### Exercise tasks
1: Retype the passage about DSP instruction fetching word for word, starting at "Maybe you have" and ending at "extra cycles.".
2: Extend the post about DSP instruction fetch alignment, picking up right after its final sentence.

### Page
Maybe you have some ideas how to cope with this problem:

I'm trying to optimize assembler code for a complex DSP which is an
in-order superscalar processor (integer and load/store
pipeline). Before it decodes instructions (which might be 16- or
32-bit), they are fetched into a 64bit fetch buffer. Thus, the fetch
is aligned to 8byte addresses and in case an instruction at a branch
target goes beyond the 8byte-border (misalignment), the processor
stalls for additional cycles (extra transfer of control
penalties). The DSP supports also an instruction cache which makes
things even more complicated since multiple instructions are read from
the cache and again they might span over multiple lines leading to
extra cycles.

Region annotation entries:
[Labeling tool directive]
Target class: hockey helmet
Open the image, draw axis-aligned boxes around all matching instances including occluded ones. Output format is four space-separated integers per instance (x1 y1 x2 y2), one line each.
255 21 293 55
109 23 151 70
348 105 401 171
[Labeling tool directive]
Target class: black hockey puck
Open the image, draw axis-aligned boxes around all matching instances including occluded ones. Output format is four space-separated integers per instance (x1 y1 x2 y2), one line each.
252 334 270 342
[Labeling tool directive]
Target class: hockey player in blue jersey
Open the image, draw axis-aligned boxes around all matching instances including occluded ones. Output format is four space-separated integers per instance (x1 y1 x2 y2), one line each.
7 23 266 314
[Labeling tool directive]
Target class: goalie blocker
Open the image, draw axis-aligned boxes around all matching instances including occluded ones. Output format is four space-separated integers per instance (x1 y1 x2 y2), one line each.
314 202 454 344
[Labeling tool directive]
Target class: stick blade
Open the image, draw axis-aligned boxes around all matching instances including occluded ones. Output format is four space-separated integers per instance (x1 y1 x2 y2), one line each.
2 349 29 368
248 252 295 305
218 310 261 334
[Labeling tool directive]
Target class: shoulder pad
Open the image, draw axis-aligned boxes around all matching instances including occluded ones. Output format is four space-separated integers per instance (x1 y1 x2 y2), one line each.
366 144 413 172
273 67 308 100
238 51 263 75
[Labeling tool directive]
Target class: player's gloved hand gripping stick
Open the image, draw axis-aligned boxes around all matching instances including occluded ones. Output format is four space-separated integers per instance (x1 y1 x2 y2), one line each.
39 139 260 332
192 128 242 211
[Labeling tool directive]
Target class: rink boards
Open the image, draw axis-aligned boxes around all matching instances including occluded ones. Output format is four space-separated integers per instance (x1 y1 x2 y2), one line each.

### Answers to each task
1:
Maybe you have some ideas how to cope with this problem:

I'm trying to optimize assembler code for a complex DSP which is an
in-order superscalar processor (integer and load/store
pipeline). Before it decodes instructions (which might be 16- or
32-bit), they are fetched into a 64bit fetch buffer. Thus, the fetch
is aligned to 8byte addresses and in case an instruction at a branch
target goes beyond the 8byte-border (misalignment), the processor
stalls for additional cycles (extra transfer of control
penalties). The DSP supports also an instruction cache which makes
things even more complicated since multiple instructions are read from
the cache and again they might span over multiple lines leading to
extra cycles.

2:
My optimizations deal with moving basic blocks (determined by some
cost functions) from the slow main memory to a small but fast memory
thus allowing a fast access to these particular blocks. However, I
have large problems with the "optimized" code. The moved blocks
benefit from the faster memory but due to the moving the addresses of
the subsequent instructions obviously change. Sometimes it's even
sufficient to add one instruction which modifies the address of the
following code to get significant runtime changes. The reason are new
misaligned jump targets, differently loaded fetch buffers and thus
different filling of the superscalar pipeline which might have a
positive or negative effect on the total program runtime.

Thus, my problem is that I can achieve a local optimization for the
moved blocks but the resulting global influence is not predictable and
might even undo the benefits and even result in a degraded runtime of
the program.

How do compiler developers cope with this problem? Are there any
approaches which allow to predict the influence of a local code
optimization on the global code performance for complex processors?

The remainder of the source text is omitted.